* **TASK INPUTS**
========================
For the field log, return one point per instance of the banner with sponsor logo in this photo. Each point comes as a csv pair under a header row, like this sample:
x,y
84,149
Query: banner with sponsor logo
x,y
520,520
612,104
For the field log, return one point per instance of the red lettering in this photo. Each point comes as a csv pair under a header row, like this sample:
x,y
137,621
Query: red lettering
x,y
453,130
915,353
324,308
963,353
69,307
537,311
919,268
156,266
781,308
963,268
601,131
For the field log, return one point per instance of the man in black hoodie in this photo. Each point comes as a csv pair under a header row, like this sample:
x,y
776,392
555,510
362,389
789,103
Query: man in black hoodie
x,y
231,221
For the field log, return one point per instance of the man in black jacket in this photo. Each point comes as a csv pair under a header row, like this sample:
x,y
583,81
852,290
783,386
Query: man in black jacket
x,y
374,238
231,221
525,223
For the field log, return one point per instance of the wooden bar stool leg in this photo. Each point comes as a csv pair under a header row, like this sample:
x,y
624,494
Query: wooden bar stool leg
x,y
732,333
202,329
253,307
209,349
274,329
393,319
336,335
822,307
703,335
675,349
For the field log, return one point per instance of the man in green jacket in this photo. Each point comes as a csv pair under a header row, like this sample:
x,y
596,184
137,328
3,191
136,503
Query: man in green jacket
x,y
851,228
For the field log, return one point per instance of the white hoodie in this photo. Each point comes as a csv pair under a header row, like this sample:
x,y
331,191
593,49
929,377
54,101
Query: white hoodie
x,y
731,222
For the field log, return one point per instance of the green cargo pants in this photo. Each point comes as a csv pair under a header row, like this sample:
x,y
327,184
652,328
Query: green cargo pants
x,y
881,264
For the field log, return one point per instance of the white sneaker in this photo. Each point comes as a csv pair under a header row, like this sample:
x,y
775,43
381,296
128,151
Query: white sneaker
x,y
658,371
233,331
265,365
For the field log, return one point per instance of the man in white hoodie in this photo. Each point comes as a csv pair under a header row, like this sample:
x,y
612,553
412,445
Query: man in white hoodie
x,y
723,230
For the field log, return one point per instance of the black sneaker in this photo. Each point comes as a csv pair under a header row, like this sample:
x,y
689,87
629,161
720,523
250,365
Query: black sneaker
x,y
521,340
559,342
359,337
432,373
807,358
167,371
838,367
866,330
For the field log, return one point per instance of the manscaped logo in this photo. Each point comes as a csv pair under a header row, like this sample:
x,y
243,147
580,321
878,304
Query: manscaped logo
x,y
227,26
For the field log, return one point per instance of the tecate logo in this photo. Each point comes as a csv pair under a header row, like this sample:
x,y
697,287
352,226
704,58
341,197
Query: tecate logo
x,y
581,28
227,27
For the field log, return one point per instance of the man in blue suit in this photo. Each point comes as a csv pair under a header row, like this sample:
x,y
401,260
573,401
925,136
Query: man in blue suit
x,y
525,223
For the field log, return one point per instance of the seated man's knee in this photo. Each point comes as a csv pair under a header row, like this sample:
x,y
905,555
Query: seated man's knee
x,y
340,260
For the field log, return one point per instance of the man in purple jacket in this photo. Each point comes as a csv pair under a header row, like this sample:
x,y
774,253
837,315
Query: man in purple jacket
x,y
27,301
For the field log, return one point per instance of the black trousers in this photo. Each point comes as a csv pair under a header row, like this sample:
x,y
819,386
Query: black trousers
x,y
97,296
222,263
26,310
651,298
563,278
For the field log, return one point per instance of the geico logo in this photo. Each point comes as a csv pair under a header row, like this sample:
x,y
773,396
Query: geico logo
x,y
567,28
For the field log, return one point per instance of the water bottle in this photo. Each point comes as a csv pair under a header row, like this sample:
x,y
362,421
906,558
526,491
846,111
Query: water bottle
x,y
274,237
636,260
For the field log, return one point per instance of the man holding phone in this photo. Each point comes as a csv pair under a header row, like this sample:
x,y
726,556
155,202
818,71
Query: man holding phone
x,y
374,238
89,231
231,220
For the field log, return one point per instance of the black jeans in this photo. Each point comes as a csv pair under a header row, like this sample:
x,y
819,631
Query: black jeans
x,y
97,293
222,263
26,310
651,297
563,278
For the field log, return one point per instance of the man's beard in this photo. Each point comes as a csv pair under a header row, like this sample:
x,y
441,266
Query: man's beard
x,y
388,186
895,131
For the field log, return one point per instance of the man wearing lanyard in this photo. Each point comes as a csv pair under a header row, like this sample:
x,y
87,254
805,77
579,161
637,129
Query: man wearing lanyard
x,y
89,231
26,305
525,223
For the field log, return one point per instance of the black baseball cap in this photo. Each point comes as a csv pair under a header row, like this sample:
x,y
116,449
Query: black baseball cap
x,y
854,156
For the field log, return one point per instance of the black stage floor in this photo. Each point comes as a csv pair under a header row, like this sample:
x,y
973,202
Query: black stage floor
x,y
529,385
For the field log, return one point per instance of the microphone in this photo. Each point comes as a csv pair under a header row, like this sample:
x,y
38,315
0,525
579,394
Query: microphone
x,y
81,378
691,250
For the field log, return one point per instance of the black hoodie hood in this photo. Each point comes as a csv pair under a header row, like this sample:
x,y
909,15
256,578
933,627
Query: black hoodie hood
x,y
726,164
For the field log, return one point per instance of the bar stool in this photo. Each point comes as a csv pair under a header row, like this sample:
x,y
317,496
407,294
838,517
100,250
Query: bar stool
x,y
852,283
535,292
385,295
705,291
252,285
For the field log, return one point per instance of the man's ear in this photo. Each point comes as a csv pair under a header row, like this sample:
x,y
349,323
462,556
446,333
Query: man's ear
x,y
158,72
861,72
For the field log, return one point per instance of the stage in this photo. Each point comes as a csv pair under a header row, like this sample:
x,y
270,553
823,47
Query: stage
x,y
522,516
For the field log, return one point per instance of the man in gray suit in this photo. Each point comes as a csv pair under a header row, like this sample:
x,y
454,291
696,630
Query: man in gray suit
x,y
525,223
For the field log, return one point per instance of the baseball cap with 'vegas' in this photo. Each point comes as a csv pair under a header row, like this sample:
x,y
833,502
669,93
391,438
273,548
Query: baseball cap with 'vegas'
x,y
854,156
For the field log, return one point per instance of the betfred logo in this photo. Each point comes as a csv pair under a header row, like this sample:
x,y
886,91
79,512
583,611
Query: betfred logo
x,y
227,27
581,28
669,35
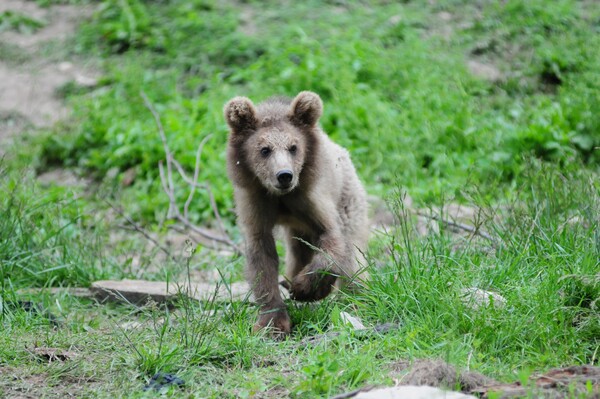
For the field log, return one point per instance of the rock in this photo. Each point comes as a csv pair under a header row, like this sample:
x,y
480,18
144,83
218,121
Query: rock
x,y
355,322
476,298
438,373
409,392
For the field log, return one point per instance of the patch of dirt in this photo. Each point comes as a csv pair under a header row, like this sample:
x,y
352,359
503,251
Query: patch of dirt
x,y
555,383
28,90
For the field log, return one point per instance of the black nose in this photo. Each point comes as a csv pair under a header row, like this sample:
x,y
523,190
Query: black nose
x,y
285,177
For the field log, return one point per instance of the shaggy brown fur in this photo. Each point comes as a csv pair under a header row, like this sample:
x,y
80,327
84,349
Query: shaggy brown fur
x,y
286,171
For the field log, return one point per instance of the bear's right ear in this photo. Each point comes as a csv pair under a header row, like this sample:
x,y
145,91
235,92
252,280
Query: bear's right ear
x,y
240,114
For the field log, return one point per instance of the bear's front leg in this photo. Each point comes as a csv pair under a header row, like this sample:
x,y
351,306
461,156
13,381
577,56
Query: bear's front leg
x,y
317,279
263,273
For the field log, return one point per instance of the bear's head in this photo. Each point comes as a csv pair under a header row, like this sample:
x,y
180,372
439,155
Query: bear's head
x,y
273,142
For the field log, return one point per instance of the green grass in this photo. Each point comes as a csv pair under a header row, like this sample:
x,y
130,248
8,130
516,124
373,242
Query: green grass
x,y
399,95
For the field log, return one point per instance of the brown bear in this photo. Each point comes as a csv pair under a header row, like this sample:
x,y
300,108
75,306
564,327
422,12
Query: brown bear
x,y
286,171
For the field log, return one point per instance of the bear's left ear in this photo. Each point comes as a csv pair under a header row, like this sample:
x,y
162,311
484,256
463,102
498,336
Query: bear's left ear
x,y
306,109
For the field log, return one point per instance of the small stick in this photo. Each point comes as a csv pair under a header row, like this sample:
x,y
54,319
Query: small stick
x,y
461,226
169,186
139,229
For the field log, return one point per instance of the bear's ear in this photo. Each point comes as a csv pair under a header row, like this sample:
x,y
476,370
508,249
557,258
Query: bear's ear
x,y
240,114
306,109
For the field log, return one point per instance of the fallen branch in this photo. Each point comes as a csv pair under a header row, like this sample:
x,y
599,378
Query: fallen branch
x,y
139,229
168,185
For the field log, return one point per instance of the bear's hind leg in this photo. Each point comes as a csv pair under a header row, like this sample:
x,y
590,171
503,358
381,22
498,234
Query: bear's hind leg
x,y
317,279
298,254
262,270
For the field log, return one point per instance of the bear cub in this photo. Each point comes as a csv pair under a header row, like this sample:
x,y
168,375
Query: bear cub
x,y
287,172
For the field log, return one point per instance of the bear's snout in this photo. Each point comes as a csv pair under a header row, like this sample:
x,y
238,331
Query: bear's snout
x,y
284,177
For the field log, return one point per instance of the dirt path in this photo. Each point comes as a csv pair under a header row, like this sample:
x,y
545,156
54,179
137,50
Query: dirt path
x,y
31,72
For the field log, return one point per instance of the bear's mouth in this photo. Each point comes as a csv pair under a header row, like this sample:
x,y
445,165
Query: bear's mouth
x,y
284,188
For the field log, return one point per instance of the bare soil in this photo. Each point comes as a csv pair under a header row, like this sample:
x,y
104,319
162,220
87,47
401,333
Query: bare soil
x,y
30,76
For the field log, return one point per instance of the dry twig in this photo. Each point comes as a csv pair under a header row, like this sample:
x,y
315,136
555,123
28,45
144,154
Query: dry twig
x,y
139,229
169,186
460,226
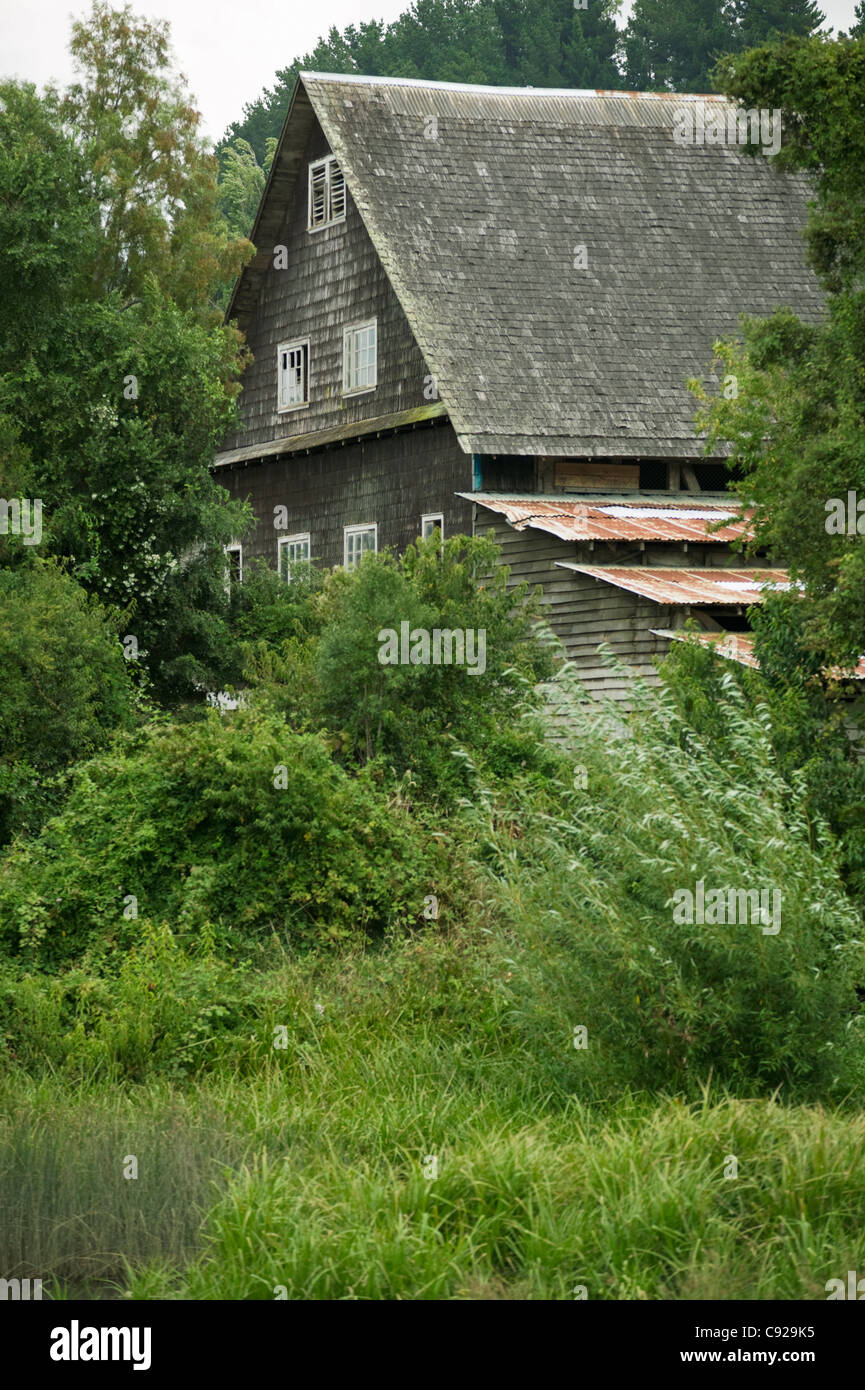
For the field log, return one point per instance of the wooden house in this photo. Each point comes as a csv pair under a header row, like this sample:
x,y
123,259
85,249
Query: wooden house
x,y
479,307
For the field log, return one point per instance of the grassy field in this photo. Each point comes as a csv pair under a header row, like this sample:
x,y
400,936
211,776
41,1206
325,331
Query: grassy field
x,y
308,1175
410,1116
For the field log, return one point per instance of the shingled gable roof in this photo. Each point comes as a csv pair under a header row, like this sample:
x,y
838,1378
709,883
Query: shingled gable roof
x,y
476,217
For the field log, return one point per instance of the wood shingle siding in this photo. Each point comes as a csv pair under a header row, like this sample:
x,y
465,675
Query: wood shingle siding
x,y
333,280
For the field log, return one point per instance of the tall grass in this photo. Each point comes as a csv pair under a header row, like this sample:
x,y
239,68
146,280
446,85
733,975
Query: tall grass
x,y
704,1144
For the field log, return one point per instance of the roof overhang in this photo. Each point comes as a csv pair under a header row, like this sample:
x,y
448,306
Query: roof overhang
x,y
687,588
588,517
341,434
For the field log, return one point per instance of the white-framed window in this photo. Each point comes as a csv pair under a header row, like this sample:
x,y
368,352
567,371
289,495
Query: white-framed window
x,y
326,193
429,521
294,549
292,374
234,553
359,357
358,541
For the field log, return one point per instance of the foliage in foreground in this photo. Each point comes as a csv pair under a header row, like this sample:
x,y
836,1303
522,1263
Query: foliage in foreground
x,y
231,824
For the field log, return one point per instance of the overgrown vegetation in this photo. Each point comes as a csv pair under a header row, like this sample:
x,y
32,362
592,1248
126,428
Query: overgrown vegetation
x,y
378,984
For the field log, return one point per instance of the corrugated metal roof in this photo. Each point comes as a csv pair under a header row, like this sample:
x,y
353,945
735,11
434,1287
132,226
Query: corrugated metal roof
x,y
709,588
600,520
739,647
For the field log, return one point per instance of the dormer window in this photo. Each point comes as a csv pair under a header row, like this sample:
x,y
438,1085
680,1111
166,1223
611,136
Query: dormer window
x,y
292,374
326,193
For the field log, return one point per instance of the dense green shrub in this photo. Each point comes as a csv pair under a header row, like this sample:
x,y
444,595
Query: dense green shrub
x,y
590,891
232,823
64,687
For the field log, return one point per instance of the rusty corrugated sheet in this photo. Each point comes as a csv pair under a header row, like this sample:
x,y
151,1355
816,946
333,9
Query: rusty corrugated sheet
x,y
600,520
709,588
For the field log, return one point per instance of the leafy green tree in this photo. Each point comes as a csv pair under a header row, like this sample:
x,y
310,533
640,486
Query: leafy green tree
x,y
64,687
673,45
488,42
118,407
155,180
797,423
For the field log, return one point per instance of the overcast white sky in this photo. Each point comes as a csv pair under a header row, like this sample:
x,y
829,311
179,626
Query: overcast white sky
x,y
227,49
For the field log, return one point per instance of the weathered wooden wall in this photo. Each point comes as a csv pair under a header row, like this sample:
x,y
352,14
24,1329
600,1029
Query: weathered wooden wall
x,y
334,278
392,481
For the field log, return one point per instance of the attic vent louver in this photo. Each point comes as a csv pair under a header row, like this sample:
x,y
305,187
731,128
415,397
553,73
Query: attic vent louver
========================
* **DIRECTIONS**
Repeat exactly the lines above from the line that contains "of the overgrown" through the end. Include both of these ends; leave out everything else.

* **CORRECT RESULT**
For the field log, return one point per instance of the overgrown vegetation in this photo. Each point comes as a csv pair under a header row, like this sample:
x,y
32,362
592,1248
126,428
Query: overgrown vegetation
x,y
378,984
For the field log, return one point per instance of the corrugated metal roof in this photo. Each point comes as a csv pair under a header row, like this sample:
x,y
353,945
735,11
434,1287
132,226
Query: corrugated metal roof
x,y
709,588
600,520
739,647
For the field log, return one point per instance of the dormer window in this photo. Each point comes as a csv pair under a header row, like this sample:
x,y
438,1085
680,1111
166,1223
611,136
Query: dormer window
x,y
292,374
326,193
For the field log, return one point per instance of the dense green shrub in this photo. Each point comes as a csv pair under a header row, like this sample:
x,y
444,595
Query: dense green shrub
x,y
590,891
232,823
64,687
For the field log, return one point per instance of the rusty corrugated sheet in this photo. Each point comes as a csv pair under a header row, like this sample:
x,y
151,1355
816,946
333,9
Query: rusty corrugated sheet
x,y
600,520
709,588
For the field log, return one point per instance of the leafy green tree in this photo. Each point comes as a csv pair under a header row, like this sample:
x,y
310,533
640,486
Query: leafy green tree
x,y
64,687
673,45
488,42
118,407
155,180
797,423
For the field log, return one point per instance of the overcast white sky in this photo. Each point comes as a csv pair under a header row, like this sample:
x,y
829,311
179,626
Query: overcast white sky
x,y
227,49
For the field log, return one point per instance of the weathered wooden wall in this photo. Each point comes as a csv pair under a header row, like this sample:
x,y
352,14
24,1329
600,1029
Query: weathered wooden wall
x,y
334,278
392,481
For the field log, return one point per instance of the attic vent louver in this photo. Each point comes as a csv pair under a header row, like this sample:
x,y
305,187
731,128
415,397
553,73
Query: attic vent louver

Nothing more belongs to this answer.